**EXERCISE DESCRIPTION**
Count the lines in the data below that contain the string "hairy", treating uppercase and lowercase as different. Reply with that number only.

**DATA SHOWN**
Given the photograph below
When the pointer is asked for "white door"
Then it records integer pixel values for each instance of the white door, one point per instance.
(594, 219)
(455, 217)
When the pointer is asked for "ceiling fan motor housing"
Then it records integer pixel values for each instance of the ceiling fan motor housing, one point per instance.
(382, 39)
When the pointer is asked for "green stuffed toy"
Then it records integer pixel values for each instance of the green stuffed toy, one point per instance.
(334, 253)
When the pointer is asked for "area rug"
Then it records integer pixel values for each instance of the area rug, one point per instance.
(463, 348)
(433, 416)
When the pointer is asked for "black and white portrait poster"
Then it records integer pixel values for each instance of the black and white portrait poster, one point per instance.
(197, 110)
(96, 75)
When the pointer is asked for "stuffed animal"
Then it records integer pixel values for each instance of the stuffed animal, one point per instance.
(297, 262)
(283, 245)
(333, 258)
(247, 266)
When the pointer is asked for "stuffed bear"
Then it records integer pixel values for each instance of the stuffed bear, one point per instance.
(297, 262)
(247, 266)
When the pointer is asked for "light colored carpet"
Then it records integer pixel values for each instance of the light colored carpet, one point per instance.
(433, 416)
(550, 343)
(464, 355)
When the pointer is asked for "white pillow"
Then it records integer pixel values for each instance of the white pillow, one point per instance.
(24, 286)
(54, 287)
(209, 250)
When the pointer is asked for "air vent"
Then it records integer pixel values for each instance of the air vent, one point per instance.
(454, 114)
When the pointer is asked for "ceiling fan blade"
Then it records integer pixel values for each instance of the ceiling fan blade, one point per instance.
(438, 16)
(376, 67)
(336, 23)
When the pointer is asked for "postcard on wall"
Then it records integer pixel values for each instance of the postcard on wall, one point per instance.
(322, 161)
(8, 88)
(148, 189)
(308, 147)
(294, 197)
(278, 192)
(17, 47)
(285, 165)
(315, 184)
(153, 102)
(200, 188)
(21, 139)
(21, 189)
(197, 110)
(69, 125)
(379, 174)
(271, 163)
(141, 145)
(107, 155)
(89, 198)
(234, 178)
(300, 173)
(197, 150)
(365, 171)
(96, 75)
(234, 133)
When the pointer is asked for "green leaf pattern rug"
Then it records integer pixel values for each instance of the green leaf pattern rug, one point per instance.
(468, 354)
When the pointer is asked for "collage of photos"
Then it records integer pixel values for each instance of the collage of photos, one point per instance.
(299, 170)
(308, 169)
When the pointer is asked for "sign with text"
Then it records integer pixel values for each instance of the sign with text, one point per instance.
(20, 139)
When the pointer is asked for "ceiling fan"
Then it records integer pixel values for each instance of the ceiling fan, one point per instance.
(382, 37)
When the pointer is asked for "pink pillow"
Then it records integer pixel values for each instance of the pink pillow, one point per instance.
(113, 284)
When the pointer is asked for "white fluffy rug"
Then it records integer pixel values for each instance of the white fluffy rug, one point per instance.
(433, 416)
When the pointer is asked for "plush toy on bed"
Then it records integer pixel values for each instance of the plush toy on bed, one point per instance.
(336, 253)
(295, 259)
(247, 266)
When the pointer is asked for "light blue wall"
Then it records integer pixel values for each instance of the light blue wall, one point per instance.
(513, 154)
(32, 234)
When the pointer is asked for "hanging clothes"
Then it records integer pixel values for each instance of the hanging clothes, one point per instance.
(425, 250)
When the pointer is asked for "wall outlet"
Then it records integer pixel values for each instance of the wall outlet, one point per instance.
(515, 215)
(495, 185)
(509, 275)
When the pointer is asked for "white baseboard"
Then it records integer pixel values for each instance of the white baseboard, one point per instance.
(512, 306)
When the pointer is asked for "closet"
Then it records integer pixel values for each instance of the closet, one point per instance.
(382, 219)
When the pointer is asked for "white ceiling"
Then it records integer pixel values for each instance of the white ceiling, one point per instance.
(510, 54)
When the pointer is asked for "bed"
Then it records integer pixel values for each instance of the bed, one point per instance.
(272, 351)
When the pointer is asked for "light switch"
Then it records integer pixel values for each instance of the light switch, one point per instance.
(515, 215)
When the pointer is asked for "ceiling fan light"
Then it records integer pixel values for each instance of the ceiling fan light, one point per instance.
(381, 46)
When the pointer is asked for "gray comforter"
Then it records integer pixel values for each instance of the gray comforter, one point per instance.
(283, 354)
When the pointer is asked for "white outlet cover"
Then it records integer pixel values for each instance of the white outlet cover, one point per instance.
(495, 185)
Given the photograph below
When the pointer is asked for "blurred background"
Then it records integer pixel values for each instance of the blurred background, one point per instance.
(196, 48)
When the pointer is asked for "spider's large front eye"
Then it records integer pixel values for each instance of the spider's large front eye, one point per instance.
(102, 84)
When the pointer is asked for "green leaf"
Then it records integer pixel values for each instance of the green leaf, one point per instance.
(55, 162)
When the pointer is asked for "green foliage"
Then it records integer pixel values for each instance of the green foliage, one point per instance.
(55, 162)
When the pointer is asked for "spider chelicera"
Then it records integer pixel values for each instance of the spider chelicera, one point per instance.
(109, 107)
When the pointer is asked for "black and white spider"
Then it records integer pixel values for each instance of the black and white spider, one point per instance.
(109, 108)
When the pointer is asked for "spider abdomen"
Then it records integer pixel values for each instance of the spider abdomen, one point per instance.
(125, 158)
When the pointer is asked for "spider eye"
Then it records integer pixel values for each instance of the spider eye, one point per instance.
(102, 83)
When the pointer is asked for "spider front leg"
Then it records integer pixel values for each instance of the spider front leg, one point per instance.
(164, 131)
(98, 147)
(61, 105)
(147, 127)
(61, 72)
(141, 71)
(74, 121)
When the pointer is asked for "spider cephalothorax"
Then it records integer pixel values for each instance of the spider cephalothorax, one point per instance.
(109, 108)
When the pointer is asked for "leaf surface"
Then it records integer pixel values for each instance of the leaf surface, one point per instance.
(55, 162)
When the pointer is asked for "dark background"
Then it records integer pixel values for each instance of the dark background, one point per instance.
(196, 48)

* * *

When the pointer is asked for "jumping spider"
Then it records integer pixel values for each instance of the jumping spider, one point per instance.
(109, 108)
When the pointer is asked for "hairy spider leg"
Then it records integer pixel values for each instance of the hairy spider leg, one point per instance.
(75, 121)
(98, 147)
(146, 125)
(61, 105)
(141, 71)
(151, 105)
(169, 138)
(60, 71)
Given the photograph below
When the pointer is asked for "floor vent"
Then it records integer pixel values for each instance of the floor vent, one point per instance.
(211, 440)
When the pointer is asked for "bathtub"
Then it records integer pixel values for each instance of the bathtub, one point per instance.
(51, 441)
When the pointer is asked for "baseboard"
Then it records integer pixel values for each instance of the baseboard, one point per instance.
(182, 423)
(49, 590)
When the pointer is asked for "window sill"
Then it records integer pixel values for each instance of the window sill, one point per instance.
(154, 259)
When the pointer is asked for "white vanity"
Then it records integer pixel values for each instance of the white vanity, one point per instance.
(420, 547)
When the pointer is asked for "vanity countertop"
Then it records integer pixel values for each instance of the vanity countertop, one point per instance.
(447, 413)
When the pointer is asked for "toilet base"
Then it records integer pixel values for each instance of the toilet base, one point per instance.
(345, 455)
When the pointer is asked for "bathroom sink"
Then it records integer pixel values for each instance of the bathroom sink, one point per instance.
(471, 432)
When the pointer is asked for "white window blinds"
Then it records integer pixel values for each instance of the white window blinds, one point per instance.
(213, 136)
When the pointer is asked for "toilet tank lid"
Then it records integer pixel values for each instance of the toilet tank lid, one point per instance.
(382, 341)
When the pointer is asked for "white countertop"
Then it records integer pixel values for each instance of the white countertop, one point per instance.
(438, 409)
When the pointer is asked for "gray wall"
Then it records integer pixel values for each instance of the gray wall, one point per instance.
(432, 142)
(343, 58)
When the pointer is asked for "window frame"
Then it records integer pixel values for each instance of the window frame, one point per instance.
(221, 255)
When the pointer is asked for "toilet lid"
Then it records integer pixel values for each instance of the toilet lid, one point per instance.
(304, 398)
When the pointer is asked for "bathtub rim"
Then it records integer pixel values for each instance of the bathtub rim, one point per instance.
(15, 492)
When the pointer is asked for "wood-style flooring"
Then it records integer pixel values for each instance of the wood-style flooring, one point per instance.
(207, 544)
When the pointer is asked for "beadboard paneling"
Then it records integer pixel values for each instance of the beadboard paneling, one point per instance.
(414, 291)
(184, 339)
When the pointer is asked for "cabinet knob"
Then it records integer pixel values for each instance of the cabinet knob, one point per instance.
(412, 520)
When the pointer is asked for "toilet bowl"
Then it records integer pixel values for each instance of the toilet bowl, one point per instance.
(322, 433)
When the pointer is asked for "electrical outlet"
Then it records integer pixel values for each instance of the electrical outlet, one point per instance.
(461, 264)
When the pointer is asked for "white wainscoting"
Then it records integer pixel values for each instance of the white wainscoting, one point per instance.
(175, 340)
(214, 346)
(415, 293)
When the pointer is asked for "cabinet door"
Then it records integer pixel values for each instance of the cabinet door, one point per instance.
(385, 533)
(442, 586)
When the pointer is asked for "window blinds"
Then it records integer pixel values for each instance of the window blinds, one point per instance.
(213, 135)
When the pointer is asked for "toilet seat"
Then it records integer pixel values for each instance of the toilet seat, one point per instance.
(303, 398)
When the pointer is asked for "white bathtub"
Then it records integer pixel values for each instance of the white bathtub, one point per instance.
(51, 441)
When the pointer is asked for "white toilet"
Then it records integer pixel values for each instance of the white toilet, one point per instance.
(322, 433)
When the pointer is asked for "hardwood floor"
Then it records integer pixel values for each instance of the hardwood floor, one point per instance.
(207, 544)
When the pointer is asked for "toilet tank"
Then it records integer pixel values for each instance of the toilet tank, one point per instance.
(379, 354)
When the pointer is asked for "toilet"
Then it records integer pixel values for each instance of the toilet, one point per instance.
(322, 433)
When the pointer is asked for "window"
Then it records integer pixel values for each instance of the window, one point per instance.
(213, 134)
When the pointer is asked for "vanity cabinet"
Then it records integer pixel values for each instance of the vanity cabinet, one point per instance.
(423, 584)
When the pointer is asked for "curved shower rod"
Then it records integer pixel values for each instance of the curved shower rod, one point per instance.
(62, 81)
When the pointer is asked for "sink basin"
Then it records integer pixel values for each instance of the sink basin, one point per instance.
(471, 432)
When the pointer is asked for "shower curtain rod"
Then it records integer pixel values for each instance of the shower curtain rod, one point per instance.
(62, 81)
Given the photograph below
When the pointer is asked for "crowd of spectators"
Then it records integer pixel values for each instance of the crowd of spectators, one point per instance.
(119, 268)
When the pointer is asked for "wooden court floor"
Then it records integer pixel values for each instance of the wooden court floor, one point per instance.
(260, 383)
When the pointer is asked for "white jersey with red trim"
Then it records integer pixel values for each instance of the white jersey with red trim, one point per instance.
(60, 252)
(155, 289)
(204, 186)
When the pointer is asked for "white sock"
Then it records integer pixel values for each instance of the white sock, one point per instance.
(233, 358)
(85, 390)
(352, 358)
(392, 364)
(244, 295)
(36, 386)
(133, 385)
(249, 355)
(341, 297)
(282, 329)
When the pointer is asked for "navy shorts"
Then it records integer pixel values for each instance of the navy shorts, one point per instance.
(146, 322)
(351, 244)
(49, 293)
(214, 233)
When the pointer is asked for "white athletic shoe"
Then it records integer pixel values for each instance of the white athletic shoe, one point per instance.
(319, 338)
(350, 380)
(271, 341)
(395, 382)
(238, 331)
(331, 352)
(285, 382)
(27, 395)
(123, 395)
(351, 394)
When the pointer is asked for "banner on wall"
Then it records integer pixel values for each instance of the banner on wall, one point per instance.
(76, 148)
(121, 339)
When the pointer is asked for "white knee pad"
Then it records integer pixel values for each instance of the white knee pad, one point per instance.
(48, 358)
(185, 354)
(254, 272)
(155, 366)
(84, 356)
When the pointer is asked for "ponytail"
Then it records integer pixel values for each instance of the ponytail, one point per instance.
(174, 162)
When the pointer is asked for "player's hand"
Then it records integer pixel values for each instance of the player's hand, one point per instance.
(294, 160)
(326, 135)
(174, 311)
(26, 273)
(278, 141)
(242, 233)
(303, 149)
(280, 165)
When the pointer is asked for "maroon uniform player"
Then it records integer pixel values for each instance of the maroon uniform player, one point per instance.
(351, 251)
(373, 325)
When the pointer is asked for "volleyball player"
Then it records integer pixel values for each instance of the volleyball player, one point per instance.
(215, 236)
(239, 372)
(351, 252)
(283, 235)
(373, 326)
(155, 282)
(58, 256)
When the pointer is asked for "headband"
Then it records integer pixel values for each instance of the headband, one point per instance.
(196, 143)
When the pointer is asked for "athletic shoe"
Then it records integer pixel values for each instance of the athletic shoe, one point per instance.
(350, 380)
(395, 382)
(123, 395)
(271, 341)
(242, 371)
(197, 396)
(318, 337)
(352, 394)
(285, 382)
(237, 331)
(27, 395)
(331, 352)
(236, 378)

==

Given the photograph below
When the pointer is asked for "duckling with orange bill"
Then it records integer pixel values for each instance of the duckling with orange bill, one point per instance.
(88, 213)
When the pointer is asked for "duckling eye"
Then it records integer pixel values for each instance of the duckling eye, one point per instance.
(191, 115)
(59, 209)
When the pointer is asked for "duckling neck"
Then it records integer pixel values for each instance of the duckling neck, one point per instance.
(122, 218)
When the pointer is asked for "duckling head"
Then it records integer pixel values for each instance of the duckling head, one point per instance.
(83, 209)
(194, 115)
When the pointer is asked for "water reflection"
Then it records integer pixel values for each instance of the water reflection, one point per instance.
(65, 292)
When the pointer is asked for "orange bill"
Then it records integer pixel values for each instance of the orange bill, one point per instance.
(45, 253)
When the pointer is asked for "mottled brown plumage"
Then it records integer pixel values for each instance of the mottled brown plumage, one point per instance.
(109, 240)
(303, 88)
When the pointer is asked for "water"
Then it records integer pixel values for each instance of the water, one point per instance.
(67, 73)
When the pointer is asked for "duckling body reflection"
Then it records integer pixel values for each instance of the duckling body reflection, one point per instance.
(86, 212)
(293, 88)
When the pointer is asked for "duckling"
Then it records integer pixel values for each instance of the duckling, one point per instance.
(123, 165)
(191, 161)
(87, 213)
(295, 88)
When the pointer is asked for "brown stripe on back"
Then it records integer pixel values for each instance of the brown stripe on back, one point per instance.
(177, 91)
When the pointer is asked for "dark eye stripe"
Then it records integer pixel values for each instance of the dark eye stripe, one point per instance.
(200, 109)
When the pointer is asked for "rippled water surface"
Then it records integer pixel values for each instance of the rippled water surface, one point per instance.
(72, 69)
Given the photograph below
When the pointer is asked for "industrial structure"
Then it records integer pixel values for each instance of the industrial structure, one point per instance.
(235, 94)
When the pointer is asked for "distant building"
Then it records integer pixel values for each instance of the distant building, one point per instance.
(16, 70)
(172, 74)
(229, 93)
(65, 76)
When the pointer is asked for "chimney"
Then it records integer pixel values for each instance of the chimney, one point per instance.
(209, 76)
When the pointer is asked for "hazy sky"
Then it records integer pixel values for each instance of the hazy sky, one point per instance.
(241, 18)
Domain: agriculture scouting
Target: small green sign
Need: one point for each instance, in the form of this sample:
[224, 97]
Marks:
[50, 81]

**EXERCISE RESULT**
2